• [STATED GOAL A]: Can you arrange the stretch of the listing that opens with the line containing "Could you kindly indicate each instance of the clear sky" and closes with the line containing "<point>531,141</point>", both ends included, as a numbered list with blank lines left out?

• [EXTRACT]:
○ ○ ○ ○ ○

As per above situation, can it be deciphered that even though if earlier for the year 2019 and till Nov 2020, it was she who accompanied me the PR holder here in Dubai, now it is acually the opposite and it is the PR who can claim to accompany her as per the current situation where she is more willing to stay in Dubai and continue her career rather than leaving it midway and take the trouble of again finding a new job in Canada and disrupt her life. So can this situation, and ofcourse proven with all her new job documentation allow to assess the days towards RO for myself start from Nov 2020 till next 2 years ?

And other scenario is say if I move to Canada alone for RO reasons in April 2021, and after 2 months of staying alone in Canada I move back to Dubai for next one year, based on the justification that my wife does not like living alone in Dubai and insisted that I return back to Dubai to live together with her. Will then atleast the whole technicality of officially "who accompanied whom" be considered the other way from the period beginning June 2021 till next few years and will help me to get the count of days living in Dubai with my wife towards fulfillment of RO ?

○ ○ ○ ○ ○

• [STATED GOAL B]: In the post about living in Dubai as a PR holder, in what month and year does the writer consider moving to Canada alone?

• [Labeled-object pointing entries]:
○ ○ ○ ○ ○

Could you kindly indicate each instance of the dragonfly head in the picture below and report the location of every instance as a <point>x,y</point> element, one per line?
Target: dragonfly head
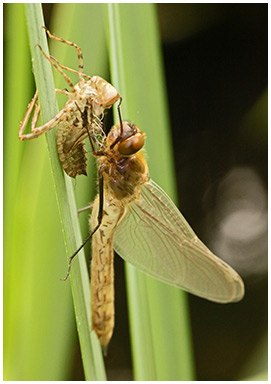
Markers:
<point>130,141</point>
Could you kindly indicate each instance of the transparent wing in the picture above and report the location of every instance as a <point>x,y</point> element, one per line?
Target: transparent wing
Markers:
<point>155,237</point>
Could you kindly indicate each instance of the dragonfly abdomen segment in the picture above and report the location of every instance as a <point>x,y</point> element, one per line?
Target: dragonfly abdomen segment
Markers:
<point>102,270</point>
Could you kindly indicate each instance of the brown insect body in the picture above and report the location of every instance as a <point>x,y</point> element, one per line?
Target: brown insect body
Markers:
<point>81,116</point>
<point>123,177</point>
<point>87,103</point>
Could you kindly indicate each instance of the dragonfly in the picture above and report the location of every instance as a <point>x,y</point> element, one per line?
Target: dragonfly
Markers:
<point>132,215</point>
<point>80,118</point>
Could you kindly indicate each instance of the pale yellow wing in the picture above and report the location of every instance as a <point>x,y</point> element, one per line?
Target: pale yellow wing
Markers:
<point>155,237</point>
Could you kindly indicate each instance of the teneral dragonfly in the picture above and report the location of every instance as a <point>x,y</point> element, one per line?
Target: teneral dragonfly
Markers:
<point>81,116</point>
<point>134,216</point>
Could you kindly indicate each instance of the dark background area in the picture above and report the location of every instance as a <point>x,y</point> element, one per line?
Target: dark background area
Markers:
<point>215,58</point>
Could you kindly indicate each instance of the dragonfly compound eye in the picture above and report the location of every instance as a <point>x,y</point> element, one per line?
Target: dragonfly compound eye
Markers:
<point>131,145</point>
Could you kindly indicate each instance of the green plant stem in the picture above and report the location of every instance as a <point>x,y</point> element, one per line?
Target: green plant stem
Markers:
<point>159,317</point>
<point>90,349</point>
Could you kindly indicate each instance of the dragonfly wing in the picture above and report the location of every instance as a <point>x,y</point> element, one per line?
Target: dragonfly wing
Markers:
<point>155,237</point>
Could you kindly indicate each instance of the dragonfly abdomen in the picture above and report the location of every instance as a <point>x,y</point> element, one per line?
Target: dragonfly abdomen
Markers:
<point>102,270</point>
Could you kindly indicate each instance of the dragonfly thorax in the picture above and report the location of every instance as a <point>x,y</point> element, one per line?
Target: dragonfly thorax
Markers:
<point>124,173</point>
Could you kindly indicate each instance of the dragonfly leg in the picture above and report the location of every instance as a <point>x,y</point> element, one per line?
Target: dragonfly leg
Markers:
<point>67,79</point>
<point>84,209</point>
<point>100,217</point>
<point>37,131</point>
<point>78,49</point>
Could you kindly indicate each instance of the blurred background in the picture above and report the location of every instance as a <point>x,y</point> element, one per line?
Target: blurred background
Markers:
<point>215,62</point>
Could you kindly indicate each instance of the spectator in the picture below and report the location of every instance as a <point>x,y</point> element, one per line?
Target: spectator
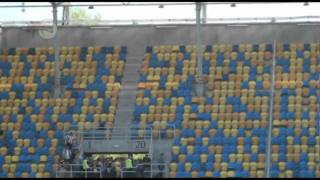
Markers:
<point>146,160</point>
<point>161,165</point>
<point>118,167</point>
<point>67,154</point>
<point>113,171</point>
<point>85,165</point>
<point>140,171</point>
<point>129,162</point>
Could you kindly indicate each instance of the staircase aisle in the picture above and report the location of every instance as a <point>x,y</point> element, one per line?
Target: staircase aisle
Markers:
<point>127,96</point>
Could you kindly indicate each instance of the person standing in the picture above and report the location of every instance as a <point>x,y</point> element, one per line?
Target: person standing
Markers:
<point>161,166</point>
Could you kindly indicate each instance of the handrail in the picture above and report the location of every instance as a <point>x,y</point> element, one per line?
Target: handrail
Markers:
<point>103,133</point>
<point>151,171</point>
<point>293,19</point>
<point>270,125</point>
<point>71,171</point>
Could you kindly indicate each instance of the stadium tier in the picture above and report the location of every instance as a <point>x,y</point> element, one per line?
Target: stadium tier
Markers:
<point>221,134</point>
<point>295,130</point>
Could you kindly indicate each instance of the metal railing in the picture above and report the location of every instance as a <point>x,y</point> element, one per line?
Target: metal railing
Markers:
<point>247,20</point>
<point>75,171</point>
<point>149,173</point>
<point>270,125</point>
<point>102,133</point>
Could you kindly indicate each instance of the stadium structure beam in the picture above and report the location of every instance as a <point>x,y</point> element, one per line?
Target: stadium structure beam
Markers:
<point>272,89</point>
<point>141,4</point>
<point>199,84</point>
<point>65,16</point>
<point>204,12</point>
<point>57,87</point>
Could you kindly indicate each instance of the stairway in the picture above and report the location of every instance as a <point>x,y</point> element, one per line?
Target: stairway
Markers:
<point>127,96</point>
<point>162,146</point>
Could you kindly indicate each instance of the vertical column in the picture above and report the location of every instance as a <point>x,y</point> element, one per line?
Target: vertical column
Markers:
<point>199,84</point>
<point>65,18</point>
<point>204,13</point>
<point>268,158</point>
<point>57,88</point>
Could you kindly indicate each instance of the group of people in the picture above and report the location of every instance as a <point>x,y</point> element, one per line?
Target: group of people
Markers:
<point>117,167</point>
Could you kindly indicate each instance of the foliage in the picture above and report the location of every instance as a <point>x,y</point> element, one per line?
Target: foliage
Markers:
<point>81,16</point>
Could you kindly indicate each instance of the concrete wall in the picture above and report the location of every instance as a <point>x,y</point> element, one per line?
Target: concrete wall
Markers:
<point>137,37</point>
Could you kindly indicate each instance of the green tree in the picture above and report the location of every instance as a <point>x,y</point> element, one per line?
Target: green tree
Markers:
<point>80,16</point>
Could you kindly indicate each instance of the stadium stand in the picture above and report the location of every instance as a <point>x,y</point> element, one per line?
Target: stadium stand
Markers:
<point>295,131</point>
<point>33,122</point>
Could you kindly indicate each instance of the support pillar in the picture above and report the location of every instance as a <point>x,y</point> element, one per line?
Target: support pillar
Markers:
<point>57,87</point>
<point>204,13</point>
<point>65,18</point>
<point>199,84</point>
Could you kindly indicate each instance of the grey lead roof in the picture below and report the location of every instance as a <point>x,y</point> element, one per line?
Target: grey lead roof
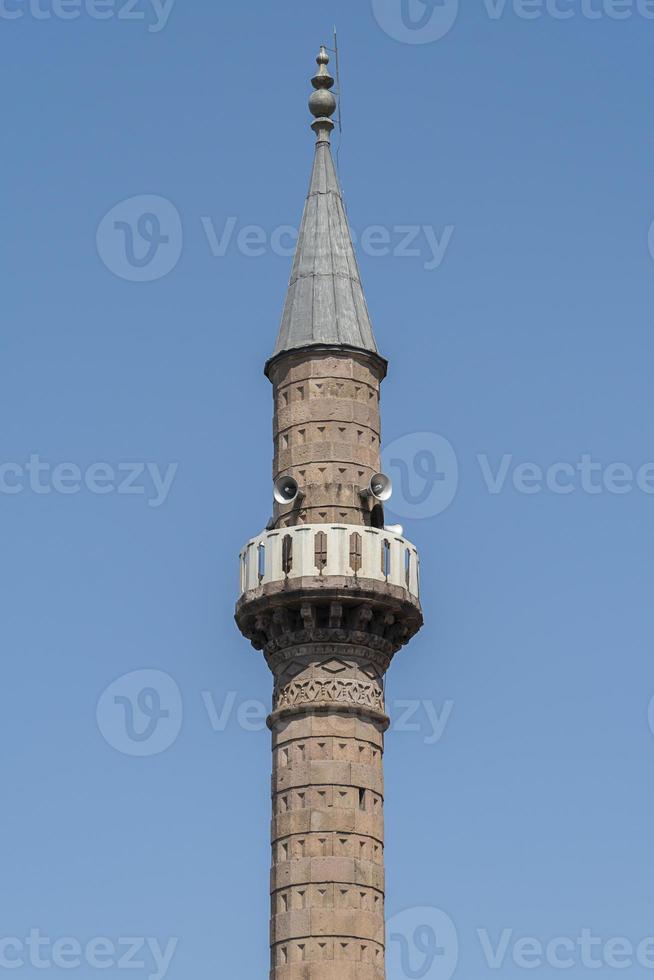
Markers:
<point>325,303</point>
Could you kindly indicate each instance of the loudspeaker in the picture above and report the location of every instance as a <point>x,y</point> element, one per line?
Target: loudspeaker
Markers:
<point>380,487</point>
<point>285,490</point>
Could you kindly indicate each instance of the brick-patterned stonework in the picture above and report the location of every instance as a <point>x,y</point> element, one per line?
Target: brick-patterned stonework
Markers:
<point>327,432</point>
<point>327,881</point>
<point>328,595</point>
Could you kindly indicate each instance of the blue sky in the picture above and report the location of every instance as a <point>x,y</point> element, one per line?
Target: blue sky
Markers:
<point>520,771</point>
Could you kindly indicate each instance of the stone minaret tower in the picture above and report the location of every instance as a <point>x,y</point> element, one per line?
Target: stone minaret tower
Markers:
<point>329,595</point>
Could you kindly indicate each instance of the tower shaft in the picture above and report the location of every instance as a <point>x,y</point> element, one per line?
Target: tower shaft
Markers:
<point>329,595</point>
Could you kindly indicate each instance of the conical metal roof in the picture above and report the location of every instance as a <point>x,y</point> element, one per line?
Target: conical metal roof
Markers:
<point>325,303</point>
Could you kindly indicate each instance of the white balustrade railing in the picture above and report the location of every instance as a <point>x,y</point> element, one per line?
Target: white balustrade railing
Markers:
<point>344,550</point>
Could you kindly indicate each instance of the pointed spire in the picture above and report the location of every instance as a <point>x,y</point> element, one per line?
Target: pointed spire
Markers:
<point>325,303</point>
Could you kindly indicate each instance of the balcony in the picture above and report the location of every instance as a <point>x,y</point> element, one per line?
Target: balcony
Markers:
<point>329,550</point>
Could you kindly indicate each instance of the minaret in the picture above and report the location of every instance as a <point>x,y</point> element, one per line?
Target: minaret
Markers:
<point>329,595</point>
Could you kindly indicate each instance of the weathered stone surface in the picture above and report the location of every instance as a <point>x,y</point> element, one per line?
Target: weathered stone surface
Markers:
<point>328,608</point>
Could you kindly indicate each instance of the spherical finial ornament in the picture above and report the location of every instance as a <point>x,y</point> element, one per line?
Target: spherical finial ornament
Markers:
<point>322,103</point>
<point>323,79</point>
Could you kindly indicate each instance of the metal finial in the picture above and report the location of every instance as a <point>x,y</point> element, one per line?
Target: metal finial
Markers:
<point>322,103</point>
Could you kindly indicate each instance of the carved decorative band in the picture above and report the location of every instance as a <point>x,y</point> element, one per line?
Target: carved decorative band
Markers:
<point>326,635</point>
<point>330,651</point>
<point>353,692</point>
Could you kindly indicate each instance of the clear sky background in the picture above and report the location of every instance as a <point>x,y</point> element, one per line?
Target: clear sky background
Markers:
<point>531,141</point>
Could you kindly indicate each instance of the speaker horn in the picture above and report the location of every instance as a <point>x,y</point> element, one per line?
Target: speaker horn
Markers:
<point>380,487</point>
<point>286,490</point>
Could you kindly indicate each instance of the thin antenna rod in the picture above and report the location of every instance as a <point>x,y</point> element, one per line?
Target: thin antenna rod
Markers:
<point>338,83</point>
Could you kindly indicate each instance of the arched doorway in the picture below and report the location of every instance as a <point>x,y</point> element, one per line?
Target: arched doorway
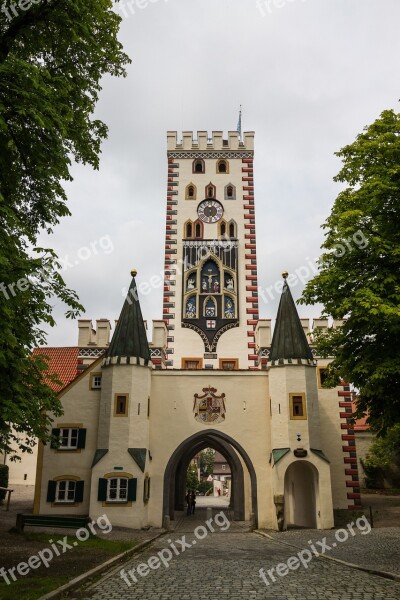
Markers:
<point>301,489</point>
<point>175,472</point>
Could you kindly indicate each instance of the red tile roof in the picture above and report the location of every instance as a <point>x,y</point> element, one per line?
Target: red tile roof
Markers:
<point>61,361</point>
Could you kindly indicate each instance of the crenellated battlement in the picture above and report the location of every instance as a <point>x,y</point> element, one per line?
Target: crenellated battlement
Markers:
<point>189,140</point>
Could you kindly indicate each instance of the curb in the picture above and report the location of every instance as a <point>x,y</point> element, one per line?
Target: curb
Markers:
<point>385,574</point>
<point>78,581</point>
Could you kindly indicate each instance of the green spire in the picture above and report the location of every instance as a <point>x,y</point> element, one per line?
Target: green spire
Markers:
<point>289,340</point>
<point>130,338</point>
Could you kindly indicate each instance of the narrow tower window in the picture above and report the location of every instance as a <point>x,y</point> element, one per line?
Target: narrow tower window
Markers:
<point>198,166</point>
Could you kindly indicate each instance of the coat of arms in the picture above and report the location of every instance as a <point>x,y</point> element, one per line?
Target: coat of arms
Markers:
<point>209,408</point>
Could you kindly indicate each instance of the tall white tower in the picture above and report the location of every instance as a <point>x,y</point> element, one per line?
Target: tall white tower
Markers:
<point>210,288</point>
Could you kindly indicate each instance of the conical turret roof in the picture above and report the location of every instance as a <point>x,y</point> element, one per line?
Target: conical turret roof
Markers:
<point>130,338</point>
<point>289,340</point>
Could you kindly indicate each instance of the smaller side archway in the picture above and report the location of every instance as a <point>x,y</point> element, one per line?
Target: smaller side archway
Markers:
<point>301,491</point>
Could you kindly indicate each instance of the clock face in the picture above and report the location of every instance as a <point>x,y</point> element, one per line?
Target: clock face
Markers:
<point>210,211</point>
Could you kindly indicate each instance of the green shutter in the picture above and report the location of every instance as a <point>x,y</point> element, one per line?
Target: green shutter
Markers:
<point>79,491</point>
<point>81,438</point>
<point>51,491</point>
<point>56,434</point>
<point>102,491</point>
<point>132,485</point>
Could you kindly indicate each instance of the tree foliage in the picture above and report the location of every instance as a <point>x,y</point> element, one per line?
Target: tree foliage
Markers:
<point>382,463</point>
<point>359,272</point>
<point>52,58</point>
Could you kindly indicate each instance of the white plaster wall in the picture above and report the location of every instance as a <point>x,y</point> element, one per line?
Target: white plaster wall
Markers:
<point>173,421</point>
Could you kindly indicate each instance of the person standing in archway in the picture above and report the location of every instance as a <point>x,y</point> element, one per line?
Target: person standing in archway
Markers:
<point>188,499</point>
<point>193,501</point>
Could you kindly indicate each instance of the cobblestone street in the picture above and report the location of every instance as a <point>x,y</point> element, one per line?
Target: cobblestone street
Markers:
<point>226,564</point>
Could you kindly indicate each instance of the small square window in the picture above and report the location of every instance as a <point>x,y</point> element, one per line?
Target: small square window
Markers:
<point>65,491</point>
<point>298,408</point>
<point>228,364</point>
<point>322,375</point>
<point>117,489</point>
<point>95,381</point>
<point>120,405</point>
<point>68,438</point>
<point>192,363</point>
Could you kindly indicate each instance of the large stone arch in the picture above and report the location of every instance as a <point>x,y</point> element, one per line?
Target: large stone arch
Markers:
<point>175,470</point>
<point>301,494</point>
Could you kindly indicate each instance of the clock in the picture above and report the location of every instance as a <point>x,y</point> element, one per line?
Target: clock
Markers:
<point>210,211</point>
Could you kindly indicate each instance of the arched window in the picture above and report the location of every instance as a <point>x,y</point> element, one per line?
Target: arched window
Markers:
<point>222,166</point>
<point>198,230</point>
<point>190,192</point>
<point>198,166</point>
<point>188,229</point>
<point>210,190</point>
<point>230,192</point>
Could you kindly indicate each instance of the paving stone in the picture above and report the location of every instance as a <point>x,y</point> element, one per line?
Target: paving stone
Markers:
<point>226,565</point>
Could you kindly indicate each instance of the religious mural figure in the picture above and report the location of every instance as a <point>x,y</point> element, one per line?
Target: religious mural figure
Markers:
<point>190,308</point>
<point>229,309</point>
<point>229,284</point>
<point>210,277</point>
<point>210,308</point>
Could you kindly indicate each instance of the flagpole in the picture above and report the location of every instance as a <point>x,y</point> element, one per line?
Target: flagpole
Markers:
<point>239,125</point>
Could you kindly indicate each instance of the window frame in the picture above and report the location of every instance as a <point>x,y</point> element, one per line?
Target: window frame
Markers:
<point>59,482</point>
<point>292,397</point>
<point>117,413</point>
<point>118,499</point>
<point>319,378</point>
<point>235,361</point>
<point>187,359</point>
<point>93,376</point>
<point>203,166</point>
<point>226,163</point>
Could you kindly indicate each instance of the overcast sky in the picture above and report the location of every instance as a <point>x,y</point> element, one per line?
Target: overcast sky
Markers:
<point>310,75</point>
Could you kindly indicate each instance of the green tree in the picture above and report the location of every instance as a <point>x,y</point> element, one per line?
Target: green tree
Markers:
<point>359,272</point>
<point>207,457</point>
<point>192,479</point>
<point>382,462</point>
<point>52,58</point>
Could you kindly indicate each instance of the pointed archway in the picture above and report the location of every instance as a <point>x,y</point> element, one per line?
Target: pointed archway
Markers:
<point>175,471</point>
<point>301,490</point>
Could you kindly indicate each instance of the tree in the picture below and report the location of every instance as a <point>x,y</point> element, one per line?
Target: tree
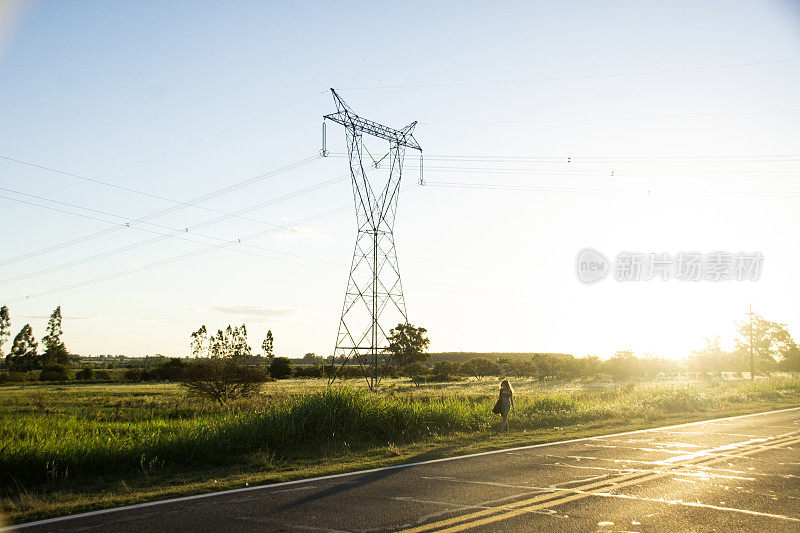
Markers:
<point>407,344</point>
<point>625,366</point>
<point>199,341</point>
<point>238,343</point>
<point>267,345</point>
<point>227,374</point>
<point>771,342</point>
<point>23,350</point>
<point>5,327</point>
<point>223,378</point>
<point>54,349</point>
<point>711,358</point>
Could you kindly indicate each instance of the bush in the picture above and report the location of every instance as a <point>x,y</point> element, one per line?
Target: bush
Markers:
<point>134,374</point>
<point>85,374</point>
<point>55,372</point>
<point>280,368</point>
<point>223,378</point>
<point>14,377</point>
<point>312,371</point>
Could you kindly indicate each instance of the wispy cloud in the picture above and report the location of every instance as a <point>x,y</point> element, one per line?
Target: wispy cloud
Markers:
<point>258,311</point>
<point>64,318</point>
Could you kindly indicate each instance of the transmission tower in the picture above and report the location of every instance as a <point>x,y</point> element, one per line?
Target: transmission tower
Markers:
<point>373,301</point>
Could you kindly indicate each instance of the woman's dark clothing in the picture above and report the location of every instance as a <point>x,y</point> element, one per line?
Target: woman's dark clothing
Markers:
<point>505,401</point>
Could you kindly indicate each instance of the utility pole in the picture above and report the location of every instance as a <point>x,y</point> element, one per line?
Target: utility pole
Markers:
<point>752,363</point>
<point>374,295</point>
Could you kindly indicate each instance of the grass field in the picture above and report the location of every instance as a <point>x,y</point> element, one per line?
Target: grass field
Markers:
<point>68,448</point>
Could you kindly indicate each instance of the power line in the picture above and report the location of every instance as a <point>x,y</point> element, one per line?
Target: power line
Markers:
<point>603,119</point>
<point>573,158</point>
<point>604,190</point>
<point>580,77</point>
<point>179,205</point>
<point>176,233</point>
<point>209,248</point>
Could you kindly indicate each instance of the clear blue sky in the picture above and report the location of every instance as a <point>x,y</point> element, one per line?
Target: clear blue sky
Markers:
<point>100,89</point>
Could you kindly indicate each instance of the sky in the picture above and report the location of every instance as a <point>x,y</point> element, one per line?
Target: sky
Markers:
<point>546,128</point>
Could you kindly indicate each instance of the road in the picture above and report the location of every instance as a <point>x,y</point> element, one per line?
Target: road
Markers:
<point>732,474</point>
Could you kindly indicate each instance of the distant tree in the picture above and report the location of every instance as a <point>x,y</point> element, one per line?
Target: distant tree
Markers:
<point>771,343</point>
<point>199,341</point>
<point>478,367</point>
<point>23,355</point>
<point>445,370</point>
<point>710,358</point>
<point>222,378</point>
<point>54,349</point>
<point>5,327</point>
<point>312,359</point>
<point>407,344</point>
<point>280,368</point>
<point>791,360</point>
<point>227,374</point>
<point>239,345</point>
<point>267,345</point>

○ ○ ○ ○ ○

• [ANSWER A]:
1. Could you kindly indicate each instance of the clear sky background in the picture above and report the location of every instance as a <point>x,y</point> element, one per line?
2. Target: clear sky background
3. Markers:
4. <point>531,141</point>

• [ANSWER B]: April 2021